*What to do*. Copy every line of the records below, requests included, and shift each bounding-box coordinate in the answers by adding 80 to it. Leave the numbers in the requests unchanged.

-- Begin --

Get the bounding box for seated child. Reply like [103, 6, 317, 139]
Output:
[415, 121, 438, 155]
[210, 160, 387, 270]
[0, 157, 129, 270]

-- End --

*Result*.
Get the bounding box for seated child. Reply like [103, 6, 317, 139]
Output:
[495, 201, 518, 235]
[290, 240, 467, 350]
[80, 237, 209, 350]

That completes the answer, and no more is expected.